### Quoted text
>>>>>

ASCOYNE. If you want to add impertinence to your eavesdropping, we'll soon see about that.
The upshot was that I was dismissed on the spot. I decided to repay him in kind, by dismissing him with equal suddenness from this world. His conversation had told me where I could probably find the opportunity to kill him. Dr Hallward's dispensary had provided me with a means. With the week's wages I had received in lieu of notice, I invested in suitable apparel for a weekend at Maidenhead.
SCENE - CRUICKSHANKS’ HOTEL, MAIDENHEAD
It was possible they might remember me, but I thought it unlikely, shop assistants being commonly regarded as an inferior race who never emerged from the other side of the counter. I decided to take the bull by the horns.
LOUIS. Forgive me. I wonder if you could oblige me with a match.
LOUIS. Thank you. Haven't we met before somewhere?
ASCOYNE. I don't think so.
LOUIS. Funny, 'cause I could have sworn I knew your face. Were you at Monte last year?
ASCOYNE. The year before.
LOUIS. Ah, that must be it. Won't you join me?
ASCOYNE. Thank you. Not this evening. We are rather tired.
I deprecated their retiring so early but it was hard to blame them for weekends, like life, are short. The next morning, I waited for them to come down, and the next afternoon. They didn't appear the whole day. Nor the morning after. I no longer felt sentimental. The weekend was nearly over, and I could hardly expect providence to offer me so promising a chance again.
SCENE - THEY GO BOATING ON THE RIVER THAMES
I was in a state of desperation and I followed them, hoping for I knew not what. I had the poison with me, but they hadn't even taken a picnic basket. It was possible, however, that they might stop somewhere for refreshment.
They did stop shortly afterwards, but not for that. Judging by past experience, they would be there for hours. [THE COUPLE ARE KISSING IN A SMALL BOAT. LOUIS SEES A WARNING SIGN ABOUT THE DANGEROUS WEIR, A HAZARD EVERY DAY FROM 2PM. LOUIS TAKES OFF HIS CLOTHES AND SWIMS] The rest followed automatically.
I had fortunately learned to swim at the Clapham Municipal Baths though I never had occasion to try it underwater. I had no wish to surface under their noses though I doubt if they would have noticed me even if I had. It was beautifully timed. [HE UNTIES D’ASCOYNE’S BOAT] I was sorry about the girl but found some relief in the reflection that she had presumably, during the weekend already undergone “a fate worse than death”.

<<<<<

(Coordinate labeling data)
>>>>>

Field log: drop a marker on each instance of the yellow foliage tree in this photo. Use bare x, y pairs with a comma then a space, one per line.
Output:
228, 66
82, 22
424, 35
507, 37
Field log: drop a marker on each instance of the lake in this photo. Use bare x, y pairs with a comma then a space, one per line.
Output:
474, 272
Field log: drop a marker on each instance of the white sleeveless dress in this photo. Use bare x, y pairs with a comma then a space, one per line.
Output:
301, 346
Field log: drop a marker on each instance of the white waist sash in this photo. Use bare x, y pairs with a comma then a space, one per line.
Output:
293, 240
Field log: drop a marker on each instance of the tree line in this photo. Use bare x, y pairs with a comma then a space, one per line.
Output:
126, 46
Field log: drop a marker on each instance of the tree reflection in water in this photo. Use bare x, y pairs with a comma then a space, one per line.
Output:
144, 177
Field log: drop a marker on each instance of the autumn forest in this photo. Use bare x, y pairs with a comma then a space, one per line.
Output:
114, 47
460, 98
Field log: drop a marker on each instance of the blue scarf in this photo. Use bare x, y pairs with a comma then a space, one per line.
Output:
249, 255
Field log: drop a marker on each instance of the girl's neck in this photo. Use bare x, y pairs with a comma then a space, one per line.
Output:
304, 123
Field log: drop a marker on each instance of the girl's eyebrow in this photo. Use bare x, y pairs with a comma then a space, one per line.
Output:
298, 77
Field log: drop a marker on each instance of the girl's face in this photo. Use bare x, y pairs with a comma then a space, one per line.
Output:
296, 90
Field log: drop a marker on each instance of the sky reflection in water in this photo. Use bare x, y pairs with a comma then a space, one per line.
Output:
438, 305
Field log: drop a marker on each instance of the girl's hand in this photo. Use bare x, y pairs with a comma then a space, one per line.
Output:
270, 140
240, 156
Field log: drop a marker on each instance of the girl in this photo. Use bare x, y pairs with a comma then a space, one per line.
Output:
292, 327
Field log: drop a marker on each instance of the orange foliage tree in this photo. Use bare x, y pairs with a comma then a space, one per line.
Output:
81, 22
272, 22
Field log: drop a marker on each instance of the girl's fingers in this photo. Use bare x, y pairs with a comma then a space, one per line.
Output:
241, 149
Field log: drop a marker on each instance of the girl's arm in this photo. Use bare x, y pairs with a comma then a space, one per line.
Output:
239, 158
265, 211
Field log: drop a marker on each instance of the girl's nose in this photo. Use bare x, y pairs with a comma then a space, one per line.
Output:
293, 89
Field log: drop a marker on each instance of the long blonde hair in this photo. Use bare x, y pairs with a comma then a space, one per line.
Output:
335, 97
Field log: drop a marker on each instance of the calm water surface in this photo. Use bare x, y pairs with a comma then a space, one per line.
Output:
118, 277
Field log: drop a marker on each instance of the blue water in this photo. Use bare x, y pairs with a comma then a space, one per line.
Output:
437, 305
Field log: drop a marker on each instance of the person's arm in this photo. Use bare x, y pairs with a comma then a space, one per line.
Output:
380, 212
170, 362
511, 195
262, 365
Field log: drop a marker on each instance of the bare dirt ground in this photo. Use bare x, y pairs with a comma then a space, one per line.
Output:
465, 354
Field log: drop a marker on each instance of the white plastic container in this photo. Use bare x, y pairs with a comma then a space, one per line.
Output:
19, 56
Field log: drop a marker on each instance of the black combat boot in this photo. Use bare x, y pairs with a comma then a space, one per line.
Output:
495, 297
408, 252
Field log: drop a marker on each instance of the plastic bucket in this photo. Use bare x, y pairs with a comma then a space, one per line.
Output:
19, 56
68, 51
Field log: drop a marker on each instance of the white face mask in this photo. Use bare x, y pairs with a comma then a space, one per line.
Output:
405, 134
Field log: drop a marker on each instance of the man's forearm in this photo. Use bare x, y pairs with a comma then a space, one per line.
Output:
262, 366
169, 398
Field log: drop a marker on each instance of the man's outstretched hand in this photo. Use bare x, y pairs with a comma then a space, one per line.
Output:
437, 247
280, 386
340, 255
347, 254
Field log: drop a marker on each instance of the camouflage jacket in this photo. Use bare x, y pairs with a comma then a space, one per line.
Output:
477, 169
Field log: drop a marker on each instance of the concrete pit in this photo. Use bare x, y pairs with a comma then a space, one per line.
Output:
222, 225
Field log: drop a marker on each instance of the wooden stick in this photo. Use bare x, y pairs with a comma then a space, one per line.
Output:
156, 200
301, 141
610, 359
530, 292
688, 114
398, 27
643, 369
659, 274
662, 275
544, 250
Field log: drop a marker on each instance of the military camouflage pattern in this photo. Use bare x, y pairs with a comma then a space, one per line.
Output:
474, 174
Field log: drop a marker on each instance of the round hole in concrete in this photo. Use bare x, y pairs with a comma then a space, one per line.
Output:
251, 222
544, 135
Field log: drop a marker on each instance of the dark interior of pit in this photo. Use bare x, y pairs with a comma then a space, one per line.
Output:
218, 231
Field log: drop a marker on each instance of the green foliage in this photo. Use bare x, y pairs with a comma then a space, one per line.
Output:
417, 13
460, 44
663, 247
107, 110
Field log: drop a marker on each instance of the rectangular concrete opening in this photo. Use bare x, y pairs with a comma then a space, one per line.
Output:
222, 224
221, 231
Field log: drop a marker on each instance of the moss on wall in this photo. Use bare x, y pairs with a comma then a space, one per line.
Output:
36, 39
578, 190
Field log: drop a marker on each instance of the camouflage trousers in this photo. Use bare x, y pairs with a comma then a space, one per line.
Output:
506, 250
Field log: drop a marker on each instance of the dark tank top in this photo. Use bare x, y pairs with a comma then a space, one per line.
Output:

<<<<<

### Exercise requirements
• 1. In the script excerpt, why does Louis think it unlikely that Ascoyne and the girl will recognize him at the hotel? Answer in one to three sentences.
• 2. Carry on the script excerpt from its final sentence, keeping the same narrating voice.

### Answers for the tasks
• 1. He believes that shop assistants are commonly regarded as an inferior race who never emerge from the other side of the counter. So customers like Ascoyne would hardly have noticed his face.

• 2.
I decided to defer consideration of where and how I should next strike until my nerves were thoroughly restored. It must be remembered that I was very young and, furthermore, I am not naturally callous.
I suddenly conceived a brilliant idea. I would write a carefully phrased letter of condolence to old Ascoyne d'Ascoyne. There would be an agreeable feeling of revenge for his cruelty to Mama. And, further, it had not failed to occur to me that there was, at the moment, a vacancy in the banking house. Ascoyne d'Ascoyne duly rose to the bait.
ASCOYNE. Please be seated, Mr Mazzini. How do you do? My late son.
LOUIS. A great loss.
ASCOYNE. He was young and foolish but I believe had he been spared
until his maturity ...
LOUIS. It was my consciousness of that which led me to presume to tender you my sympathy.
ASCOYNE. I am glad that you did so. A loss so tragic serves to put lesser matters in their proper perspective. If I remember rightly, Mr Mazzini, some years ago I received a communication from your mother.
LOUIS. My late mother.
SIBELLA. Hello, Louis. You look very pleased with yourself.
LOUIS. So do you.
SIBELLA. I have news.
LOUIS. So have I.
SIBELLA. What is it?
LOUIS. No, yours first.
SIBELLA. Lionel and I have fixed a date for our wedding, in two months' time.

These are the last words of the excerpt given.